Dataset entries
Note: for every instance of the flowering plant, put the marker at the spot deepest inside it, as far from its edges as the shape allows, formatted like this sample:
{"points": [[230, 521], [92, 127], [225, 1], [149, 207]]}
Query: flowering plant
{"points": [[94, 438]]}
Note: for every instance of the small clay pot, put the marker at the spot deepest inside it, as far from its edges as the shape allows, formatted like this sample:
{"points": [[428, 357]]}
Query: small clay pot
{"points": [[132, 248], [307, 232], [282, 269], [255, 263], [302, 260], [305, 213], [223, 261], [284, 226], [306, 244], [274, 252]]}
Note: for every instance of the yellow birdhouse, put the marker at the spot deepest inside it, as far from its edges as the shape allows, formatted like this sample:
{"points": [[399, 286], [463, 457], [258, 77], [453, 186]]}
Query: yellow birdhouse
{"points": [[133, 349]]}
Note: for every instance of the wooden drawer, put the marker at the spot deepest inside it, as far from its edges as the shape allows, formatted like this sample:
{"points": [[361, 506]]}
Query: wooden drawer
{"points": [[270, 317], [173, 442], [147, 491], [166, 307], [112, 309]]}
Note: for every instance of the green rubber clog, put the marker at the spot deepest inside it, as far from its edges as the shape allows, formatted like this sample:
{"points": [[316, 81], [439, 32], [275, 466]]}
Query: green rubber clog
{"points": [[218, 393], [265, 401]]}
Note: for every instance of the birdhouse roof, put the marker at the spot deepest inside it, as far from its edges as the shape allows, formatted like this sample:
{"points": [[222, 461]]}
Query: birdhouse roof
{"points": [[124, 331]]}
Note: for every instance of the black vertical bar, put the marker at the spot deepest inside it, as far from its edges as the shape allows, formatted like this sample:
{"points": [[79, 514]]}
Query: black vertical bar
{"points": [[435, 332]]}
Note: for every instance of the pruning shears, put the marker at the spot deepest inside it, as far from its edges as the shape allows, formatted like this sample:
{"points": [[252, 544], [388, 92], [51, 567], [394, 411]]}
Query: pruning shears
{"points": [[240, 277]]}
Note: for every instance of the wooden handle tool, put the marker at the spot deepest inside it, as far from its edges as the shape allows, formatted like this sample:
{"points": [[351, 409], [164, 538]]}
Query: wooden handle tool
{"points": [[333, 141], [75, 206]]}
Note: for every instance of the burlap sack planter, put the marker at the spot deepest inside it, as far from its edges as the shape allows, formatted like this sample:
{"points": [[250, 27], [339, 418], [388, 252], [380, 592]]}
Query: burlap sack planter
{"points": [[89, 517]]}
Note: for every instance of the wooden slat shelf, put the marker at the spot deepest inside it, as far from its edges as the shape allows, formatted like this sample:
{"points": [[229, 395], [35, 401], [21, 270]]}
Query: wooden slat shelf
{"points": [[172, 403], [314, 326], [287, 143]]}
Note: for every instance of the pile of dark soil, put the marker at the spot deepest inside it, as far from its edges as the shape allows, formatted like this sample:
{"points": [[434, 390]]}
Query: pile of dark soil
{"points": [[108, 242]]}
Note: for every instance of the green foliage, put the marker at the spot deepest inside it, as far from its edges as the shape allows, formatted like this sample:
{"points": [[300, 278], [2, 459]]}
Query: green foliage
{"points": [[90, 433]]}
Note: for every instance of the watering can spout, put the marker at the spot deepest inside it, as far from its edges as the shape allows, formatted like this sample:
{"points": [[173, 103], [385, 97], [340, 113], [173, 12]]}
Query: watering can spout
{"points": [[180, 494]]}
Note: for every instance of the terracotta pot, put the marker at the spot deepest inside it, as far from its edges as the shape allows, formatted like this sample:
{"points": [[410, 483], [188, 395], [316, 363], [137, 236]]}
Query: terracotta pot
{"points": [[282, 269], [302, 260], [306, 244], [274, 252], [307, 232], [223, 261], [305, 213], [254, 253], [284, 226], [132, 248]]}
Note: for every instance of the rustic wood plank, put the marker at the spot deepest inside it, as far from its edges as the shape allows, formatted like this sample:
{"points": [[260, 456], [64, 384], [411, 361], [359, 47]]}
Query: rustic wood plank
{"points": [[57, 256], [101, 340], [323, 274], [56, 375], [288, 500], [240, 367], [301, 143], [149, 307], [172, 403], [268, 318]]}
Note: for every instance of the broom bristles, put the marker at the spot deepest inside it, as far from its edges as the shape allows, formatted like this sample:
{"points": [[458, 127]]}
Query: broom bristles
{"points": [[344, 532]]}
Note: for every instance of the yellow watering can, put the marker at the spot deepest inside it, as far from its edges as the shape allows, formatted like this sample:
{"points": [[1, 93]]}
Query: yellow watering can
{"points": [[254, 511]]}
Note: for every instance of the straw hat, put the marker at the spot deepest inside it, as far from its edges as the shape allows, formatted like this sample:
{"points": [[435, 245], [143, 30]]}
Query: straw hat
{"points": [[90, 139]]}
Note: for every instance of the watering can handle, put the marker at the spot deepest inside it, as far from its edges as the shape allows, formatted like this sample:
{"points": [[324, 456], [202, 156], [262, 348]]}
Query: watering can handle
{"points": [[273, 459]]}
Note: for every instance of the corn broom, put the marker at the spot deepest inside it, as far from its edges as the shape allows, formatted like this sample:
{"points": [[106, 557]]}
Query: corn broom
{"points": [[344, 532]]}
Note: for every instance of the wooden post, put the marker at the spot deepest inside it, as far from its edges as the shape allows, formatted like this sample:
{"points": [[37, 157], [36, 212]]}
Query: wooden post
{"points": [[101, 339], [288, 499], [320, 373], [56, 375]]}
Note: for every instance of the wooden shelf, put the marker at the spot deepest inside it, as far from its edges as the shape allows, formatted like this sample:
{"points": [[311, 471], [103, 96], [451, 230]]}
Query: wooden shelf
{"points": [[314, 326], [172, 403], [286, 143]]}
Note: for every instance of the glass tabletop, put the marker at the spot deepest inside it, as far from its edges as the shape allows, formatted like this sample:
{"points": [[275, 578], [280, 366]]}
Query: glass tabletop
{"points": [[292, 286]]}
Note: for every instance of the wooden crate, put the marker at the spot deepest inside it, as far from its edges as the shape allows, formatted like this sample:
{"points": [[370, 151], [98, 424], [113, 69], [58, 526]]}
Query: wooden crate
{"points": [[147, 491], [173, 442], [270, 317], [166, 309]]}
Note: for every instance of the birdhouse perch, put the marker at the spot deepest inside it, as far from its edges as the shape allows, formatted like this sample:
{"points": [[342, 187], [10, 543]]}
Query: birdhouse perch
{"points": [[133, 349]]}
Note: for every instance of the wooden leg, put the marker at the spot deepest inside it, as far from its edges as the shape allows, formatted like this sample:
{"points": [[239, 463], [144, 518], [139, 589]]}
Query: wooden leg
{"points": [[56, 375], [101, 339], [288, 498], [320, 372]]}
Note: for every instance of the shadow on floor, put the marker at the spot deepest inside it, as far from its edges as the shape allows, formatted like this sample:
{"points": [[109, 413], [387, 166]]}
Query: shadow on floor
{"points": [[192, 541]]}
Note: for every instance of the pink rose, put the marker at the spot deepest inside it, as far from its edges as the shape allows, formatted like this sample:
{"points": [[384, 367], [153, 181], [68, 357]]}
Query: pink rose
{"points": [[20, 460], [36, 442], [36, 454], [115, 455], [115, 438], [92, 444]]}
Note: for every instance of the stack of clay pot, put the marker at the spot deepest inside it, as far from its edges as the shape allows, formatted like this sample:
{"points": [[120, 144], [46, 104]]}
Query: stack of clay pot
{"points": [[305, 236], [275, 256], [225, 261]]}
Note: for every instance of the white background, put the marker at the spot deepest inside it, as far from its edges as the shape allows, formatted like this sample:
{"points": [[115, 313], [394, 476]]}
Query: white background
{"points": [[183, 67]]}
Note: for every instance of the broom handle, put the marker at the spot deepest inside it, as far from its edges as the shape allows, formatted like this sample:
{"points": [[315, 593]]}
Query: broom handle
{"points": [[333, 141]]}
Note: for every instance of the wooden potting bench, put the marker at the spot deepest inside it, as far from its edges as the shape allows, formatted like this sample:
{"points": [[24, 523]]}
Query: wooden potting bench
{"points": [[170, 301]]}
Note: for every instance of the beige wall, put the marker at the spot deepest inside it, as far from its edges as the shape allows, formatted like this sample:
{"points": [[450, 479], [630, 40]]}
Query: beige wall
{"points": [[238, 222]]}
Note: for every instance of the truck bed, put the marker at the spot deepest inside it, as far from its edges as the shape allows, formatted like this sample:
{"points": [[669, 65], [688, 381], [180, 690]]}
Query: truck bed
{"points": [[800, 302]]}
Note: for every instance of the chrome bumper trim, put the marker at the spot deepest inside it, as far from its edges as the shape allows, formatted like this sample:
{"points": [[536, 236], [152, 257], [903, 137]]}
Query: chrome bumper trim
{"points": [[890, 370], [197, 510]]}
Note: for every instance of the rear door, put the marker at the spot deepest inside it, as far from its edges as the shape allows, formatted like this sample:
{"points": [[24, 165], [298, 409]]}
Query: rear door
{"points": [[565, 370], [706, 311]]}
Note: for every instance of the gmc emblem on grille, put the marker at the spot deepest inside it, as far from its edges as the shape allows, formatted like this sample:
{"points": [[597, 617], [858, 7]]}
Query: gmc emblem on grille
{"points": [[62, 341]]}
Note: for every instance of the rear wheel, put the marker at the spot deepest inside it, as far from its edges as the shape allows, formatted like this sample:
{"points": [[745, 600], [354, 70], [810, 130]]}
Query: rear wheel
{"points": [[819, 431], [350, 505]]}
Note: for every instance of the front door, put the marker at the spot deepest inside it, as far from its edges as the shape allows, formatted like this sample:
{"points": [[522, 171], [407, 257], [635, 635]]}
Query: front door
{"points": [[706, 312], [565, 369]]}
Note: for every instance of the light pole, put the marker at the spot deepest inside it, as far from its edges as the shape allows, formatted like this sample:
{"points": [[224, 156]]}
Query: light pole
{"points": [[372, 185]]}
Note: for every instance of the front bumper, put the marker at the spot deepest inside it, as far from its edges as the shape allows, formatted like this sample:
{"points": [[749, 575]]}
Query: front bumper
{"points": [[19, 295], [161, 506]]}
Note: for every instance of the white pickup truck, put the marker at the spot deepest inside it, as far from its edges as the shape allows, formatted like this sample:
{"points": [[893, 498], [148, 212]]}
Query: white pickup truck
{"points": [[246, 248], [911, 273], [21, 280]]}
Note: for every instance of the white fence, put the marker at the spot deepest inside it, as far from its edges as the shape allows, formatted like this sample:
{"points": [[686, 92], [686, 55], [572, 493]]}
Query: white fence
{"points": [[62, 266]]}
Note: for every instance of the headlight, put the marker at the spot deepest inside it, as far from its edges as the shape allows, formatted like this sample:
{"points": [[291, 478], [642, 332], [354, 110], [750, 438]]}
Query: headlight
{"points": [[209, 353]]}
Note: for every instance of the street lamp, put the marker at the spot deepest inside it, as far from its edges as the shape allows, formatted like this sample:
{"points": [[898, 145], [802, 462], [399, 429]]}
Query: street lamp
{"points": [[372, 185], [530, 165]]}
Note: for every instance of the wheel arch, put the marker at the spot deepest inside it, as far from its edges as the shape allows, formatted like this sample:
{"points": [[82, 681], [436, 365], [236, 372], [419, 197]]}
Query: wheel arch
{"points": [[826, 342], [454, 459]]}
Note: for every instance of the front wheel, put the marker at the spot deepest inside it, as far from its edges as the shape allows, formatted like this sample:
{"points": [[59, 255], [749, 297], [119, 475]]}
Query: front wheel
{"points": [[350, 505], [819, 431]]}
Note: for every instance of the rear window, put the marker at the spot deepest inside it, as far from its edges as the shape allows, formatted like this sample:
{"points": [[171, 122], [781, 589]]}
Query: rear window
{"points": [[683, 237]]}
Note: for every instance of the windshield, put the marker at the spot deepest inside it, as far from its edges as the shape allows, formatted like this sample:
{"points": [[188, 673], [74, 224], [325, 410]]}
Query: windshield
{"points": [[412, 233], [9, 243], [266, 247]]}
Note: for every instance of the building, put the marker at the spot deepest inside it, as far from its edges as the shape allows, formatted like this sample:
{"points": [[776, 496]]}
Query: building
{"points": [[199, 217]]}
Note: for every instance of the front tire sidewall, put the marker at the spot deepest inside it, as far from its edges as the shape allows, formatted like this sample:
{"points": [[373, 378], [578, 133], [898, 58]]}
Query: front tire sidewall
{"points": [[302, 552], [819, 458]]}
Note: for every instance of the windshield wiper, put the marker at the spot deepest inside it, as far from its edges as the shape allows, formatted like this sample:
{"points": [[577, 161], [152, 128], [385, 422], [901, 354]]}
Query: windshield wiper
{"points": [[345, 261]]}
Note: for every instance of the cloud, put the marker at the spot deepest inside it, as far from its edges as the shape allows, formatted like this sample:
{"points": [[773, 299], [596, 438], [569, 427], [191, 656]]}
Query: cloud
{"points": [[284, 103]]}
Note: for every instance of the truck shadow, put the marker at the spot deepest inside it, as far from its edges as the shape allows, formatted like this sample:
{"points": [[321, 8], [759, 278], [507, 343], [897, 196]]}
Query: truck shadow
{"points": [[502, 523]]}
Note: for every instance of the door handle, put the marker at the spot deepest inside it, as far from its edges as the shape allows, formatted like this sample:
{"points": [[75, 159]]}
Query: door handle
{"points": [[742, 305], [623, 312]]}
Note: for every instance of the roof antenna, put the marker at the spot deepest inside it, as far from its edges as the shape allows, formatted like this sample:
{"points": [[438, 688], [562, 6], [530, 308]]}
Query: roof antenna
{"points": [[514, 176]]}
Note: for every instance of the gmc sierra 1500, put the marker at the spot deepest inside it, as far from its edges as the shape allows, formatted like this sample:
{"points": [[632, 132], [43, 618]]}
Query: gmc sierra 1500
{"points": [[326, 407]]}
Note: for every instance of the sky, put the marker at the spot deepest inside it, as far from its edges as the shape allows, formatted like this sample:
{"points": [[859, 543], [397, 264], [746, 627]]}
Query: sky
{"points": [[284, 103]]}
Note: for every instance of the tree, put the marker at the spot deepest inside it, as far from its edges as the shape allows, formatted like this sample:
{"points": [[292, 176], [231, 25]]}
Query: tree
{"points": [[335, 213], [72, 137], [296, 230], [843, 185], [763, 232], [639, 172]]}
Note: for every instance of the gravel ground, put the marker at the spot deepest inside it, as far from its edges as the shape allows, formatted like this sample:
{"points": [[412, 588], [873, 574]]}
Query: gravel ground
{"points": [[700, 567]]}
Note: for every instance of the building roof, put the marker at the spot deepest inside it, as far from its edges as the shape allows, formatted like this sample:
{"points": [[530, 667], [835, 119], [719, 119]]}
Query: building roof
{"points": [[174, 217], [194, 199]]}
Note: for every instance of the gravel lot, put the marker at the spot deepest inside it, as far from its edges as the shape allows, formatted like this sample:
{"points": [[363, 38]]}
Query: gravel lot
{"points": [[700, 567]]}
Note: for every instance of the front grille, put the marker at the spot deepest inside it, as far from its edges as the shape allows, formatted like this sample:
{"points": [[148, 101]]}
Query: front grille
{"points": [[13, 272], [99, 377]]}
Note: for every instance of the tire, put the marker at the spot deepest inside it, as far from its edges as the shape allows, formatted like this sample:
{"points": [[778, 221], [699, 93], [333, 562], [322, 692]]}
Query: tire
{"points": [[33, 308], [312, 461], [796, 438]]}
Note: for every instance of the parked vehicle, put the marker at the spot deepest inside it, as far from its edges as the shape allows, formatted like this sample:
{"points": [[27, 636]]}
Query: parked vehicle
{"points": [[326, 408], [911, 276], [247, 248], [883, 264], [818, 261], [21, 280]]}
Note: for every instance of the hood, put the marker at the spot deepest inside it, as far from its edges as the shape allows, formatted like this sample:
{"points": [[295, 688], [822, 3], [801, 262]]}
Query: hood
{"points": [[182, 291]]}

» WRITTEN EXERCISE
Please write out the rows again word for word, beginning with the first line and stopping after the line that contains "Query: flowering plant", with nothing before or after.

» TASK SOLUTION
Note: for every instance of the flowering plant, put the marker at the spot deepest inside it, as far from its edges as the shape allows, formatted like this sample:
{"points": [[230, 521], [92, 127], [225, 1], [149, 207]]}
Query: flowering plant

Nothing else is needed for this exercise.